• Assignment: Scan the entries for the word "pole" and return every line that has it.

Dataset content START

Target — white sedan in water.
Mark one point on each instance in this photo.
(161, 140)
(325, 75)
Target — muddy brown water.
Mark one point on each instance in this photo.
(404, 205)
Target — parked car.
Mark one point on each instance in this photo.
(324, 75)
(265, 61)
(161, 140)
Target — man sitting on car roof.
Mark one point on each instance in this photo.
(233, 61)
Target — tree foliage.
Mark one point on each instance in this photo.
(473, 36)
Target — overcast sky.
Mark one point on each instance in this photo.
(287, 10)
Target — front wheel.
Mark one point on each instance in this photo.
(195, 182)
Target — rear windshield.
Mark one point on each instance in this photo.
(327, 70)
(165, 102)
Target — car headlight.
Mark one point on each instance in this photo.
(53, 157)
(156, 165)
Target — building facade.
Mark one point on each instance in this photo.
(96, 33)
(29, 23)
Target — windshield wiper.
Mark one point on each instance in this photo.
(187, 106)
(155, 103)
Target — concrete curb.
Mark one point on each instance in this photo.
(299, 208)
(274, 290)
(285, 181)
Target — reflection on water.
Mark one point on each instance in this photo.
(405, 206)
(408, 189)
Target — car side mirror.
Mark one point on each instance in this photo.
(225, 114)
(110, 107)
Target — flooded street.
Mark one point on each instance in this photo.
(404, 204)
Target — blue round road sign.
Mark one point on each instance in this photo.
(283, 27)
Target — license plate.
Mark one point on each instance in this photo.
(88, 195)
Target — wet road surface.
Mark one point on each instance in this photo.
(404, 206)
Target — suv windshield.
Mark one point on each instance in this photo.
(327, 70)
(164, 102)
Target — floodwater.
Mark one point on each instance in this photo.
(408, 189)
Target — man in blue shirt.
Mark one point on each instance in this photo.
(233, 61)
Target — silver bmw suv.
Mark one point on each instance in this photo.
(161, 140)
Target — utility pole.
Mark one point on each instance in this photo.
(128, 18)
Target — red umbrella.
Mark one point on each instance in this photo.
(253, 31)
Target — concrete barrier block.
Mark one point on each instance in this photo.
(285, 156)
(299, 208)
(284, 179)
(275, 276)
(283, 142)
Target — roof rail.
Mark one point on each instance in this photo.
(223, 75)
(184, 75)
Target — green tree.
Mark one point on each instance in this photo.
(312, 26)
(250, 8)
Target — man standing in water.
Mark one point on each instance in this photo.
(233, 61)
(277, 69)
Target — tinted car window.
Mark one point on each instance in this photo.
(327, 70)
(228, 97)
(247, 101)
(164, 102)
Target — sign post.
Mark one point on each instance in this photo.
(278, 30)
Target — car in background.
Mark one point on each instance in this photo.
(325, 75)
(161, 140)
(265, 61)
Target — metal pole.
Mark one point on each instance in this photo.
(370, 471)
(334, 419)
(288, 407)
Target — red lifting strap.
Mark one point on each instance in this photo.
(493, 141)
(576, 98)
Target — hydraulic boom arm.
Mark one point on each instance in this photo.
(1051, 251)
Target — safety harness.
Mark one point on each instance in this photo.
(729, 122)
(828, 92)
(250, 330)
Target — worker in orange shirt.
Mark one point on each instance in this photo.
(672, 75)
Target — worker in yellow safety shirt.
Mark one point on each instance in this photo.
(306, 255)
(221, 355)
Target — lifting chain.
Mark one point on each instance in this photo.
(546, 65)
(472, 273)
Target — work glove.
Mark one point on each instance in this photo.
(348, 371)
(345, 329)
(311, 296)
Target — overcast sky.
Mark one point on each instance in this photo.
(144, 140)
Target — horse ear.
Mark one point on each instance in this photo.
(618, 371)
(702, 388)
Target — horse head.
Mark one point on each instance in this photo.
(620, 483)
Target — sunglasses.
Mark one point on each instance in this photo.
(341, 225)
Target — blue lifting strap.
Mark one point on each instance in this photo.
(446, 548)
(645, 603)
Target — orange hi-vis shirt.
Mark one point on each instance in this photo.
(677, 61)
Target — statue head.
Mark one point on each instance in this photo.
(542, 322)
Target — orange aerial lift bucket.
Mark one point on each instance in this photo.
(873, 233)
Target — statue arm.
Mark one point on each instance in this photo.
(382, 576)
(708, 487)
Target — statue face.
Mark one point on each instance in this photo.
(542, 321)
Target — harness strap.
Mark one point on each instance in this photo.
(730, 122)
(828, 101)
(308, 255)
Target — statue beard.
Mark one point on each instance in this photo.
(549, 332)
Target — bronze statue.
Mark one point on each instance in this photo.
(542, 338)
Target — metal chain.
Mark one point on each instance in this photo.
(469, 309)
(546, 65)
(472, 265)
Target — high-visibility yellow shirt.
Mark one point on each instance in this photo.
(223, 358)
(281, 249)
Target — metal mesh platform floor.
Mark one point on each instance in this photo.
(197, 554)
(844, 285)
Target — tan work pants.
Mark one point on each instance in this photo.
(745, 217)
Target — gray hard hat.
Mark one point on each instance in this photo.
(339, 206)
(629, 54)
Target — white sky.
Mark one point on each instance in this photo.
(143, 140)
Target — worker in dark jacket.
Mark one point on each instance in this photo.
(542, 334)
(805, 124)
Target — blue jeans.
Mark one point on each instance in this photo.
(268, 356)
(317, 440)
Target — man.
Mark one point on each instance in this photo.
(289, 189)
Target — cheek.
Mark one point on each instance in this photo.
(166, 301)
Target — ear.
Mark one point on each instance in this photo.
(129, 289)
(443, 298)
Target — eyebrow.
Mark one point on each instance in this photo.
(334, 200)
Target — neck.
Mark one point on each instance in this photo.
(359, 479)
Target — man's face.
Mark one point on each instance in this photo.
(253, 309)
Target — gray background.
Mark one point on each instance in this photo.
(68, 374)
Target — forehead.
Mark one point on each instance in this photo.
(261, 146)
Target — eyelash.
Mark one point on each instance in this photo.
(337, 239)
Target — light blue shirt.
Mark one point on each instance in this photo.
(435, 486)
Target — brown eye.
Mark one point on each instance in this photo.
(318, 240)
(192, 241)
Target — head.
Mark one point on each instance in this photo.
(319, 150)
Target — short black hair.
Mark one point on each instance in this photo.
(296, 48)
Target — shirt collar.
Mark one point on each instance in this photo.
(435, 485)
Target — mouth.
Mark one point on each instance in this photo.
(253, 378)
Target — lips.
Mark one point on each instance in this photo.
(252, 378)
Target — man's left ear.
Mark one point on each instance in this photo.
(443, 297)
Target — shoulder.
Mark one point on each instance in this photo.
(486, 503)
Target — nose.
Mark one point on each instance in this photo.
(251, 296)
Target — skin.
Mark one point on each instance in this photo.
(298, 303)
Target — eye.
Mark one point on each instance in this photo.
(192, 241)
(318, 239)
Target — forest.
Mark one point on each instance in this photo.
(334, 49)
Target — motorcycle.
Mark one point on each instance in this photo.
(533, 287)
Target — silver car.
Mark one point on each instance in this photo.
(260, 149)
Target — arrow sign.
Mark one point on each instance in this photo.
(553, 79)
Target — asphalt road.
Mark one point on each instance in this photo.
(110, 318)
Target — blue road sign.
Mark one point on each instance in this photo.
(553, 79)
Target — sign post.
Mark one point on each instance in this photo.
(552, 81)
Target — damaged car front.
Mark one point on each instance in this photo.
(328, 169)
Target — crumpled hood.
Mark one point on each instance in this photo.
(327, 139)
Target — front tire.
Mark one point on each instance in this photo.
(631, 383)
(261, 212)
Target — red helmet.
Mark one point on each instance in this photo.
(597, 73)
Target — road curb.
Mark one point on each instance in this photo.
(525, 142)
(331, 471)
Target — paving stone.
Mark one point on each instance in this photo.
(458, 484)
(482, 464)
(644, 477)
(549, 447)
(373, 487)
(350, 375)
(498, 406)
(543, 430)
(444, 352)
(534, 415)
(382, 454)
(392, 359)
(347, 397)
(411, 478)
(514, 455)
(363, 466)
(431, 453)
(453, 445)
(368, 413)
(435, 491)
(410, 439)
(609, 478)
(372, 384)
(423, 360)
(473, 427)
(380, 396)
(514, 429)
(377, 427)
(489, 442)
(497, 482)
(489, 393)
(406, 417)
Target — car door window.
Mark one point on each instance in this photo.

Dataset content END

• Answer:
Target — utility pole.
Target — metal pole.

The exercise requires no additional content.